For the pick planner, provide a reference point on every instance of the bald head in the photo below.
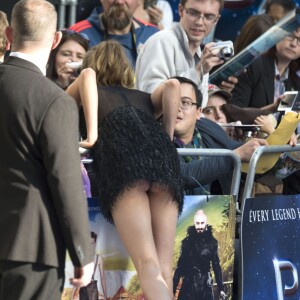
(200, 221)
(33, 22)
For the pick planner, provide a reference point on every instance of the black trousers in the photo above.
(27, 281)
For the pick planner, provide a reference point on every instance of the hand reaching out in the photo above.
(82, 275)
(155, 14)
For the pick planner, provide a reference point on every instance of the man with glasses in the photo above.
(177, 52)
(114, 20)
(191, 131)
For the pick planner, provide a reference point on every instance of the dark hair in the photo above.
(67, 35)
(198, 93)
(288, 5)
(93, 235)
(254, 27)
(221, 2)
(294, 66)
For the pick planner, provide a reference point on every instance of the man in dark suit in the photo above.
(43, 210)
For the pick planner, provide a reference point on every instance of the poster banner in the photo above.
(270, 248)
(115, 273)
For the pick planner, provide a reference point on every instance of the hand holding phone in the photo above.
(287, 103)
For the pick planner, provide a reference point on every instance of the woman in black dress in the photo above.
(137, 167)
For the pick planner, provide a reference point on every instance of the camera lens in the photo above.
(226, 52)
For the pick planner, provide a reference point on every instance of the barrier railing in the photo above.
(253, 162)
(236, 177)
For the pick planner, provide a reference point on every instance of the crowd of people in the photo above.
(131, 87)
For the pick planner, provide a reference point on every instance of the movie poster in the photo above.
(270, 248)
(115, 273)
(204, 248)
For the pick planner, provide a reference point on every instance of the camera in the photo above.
(223, 49)
(76, 66)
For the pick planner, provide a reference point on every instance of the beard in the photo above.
(117, 17)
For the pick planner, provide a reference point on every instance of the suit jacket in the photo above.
(255, 88)
(43, 210)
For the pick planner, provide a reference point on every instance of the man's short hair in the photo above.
(221, 2)
(3, 25)
(198, 93)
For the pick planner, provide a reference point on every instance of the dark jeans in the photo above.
(27, 281)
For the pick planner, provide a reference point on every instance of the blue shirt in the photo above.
(132, 41)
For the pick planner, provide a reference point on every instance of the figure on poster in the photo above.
(199, 250)
(98, 272)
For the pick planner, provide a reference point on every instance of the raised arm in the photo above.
(84, 91)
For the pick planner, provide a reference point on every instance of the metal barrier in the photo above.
(236, 177)
(253, 162)
(67, 8)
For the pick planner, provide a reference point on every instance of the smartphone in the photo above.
(287, 103)
(149, 3)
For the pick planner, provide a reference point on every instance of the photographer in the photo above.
(155, 12)
(177, 51)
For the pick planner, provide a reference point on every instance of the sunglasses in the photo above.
(72, 32)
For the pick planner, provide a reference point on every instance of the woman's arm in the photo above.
(85, 92)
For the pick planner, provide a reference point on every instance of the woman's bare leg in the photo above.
(166, 100)
(132, 218)
(164, 213)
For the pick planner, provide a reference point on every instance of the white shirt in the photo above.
(30, 58)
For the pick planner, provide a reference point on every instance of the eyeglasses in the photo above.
(72, 32)
(291, 38)
(210, 110)
(196, 15)
(186, 104)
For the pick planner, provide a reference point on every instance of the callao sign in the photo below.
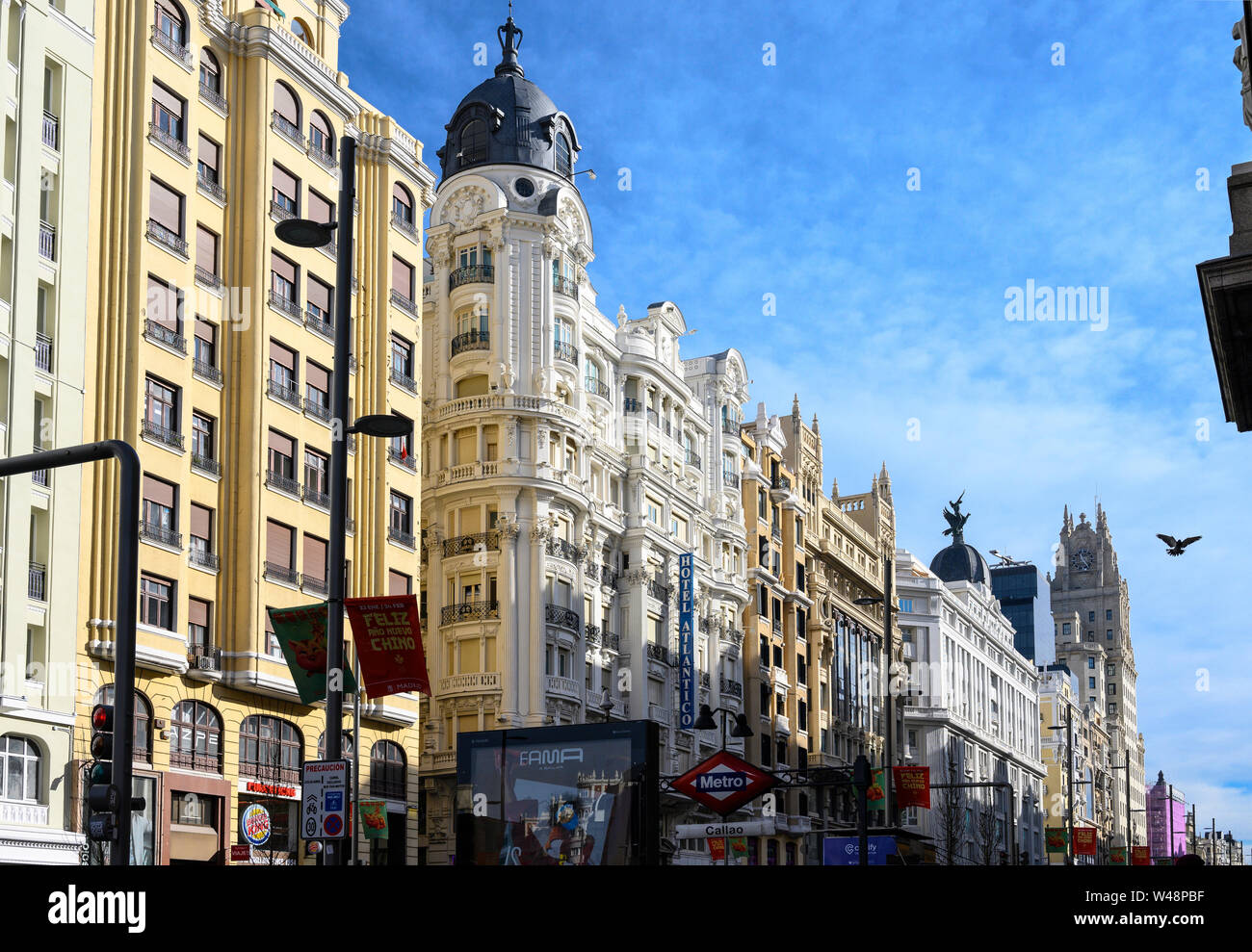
(724, 782)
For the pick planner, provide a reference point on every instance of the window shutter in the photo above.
(278, 542)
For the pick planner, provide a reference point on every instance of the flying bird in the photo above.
(1175, 546)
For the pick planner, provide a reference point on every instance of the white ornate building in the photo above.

- - - - - - -

Required task:
Please repeat every one of the items above word for word, leaving out the pictures.

Exercise answer:
For the pick planner, provide a reference point on every instance of the bald head in the photo below.
(200, 221)
(33, 22)
For the pick planner, provide a reference point on every instance of the black trousers in the photo above.
(27, 281)
For the pick planner, provide a reference point on every instance of the hand reaching out in the photo above.
(82, 275)
(155, 14)
For the pick planner, provide a reference point on every instance of the man with glasses in the photo above.
(177, 52)
(114, 20)
(191, 131)
For the pick planner, provide a reference point on every instance of the dark hair in the photo above.
(67, 35)
(198, 93)
(288, 5)
(93, 235)
(254, 27)
(221, 2)
(294, 66)
For the pick planner, provide a reference point on every instance of the man in dark suit in the photo above.
(43, 210)
For the pick planner, provide a reference point on every instance of the poster banner in the photo above.
(270, 248)
(115, 273)
For the pick planner, provide a reference point on every instance of the hand holding phone in the photo above.
(287, 103)
For the pick planner, provide a reference point on every instance of the woman in black dress in the photo above.
(137, 167)
For the pick planner, provide a reference point on every instance of the camera lens in the photo above.
(226, 52)
For the pick planner, provide a reference point on every instance of the barrier railing in the photo above.
(253, 162)
(236, 177)
For the pick planner, provide a reference point on every instance of the crowd of people in the photo above.
(131, 87)
For the pick planner, provide a reference point on every instance of the movie poster in the photo above.
(270, 248)
(115, 273)
(204, 248)
For the pick planner, provide a reference point on every instance of the camera in the photo above.
(223, 49)
(76, 66)
For the pick planner, provide a reference point on every instance of the beard in the photo above.
(117, 17)
For the pick planner, provide a reference point on every instance of the suit jacket in the photo above.
(255, 88)
(43, 210)
For the pick planner, provide a reference point on every instance of the man's short hair in the photo above.
(221, 2)
(3, 25)
(198, 93)
For the pick planner, provide a reference point on every instance of the dark jeans in the photo above.
(27, 281)
For the pick planner, provide a reference point on every instance of the blue shirt in the photo above.
(132, 41)
For the pick planner, provide a reference point on every instance of the figure on poster in the photo above.
(199, 250)
(98, 272)
For the pick planner, provide a reference point on every instance of the raised arm in the photo above.
(84, 91)
For the pick planner, provide a reference point on every instance of the metal barrier in the photo above.
(236, 177)
(253, 162)
(67, 8)
For the pick planner, provide a reference point on every instance of the smartphone in the photo above.
(287, 103)
(149, 3)
For the pick planner, provide a reference point on every instance of the photographer in the photo above.
(155, 12)
(177, 51)
For the pick planner, provide a reference point on every instance of the sunglasses in the photo above.
(72, 32)
For the pick planner, provide a reference point on every instance of the woman's arm in the photo above.
(85, 92)
For the pick planner, provide a reference point on every instance of the woman's bare leg in the photo above.
(166, 100)
(132, 218)
(164, 213)
For the pick planner, provide a reference point on every instance of the white shirt in the photo above.
(30, 58)
For the pick planner, provide a reference point on every instance of the eyeglasses in the photo above.
(72, 32)
(291, 38)
(210, 110)
(196, 15)
(186, 104)
For the pick planner, provide a reference point on every instance of the callao sign in the photo below.
(724, 782)
For the pick planner, provide a reference point on every instance of the window shutter in the photo above.
(278, 542)
For the pick planner, provide a reference point on every instance of the flying bird in the photo above.
(1175, 546)
For the pick planner, provide a reference point on every instance of the white ornate building in the photo above.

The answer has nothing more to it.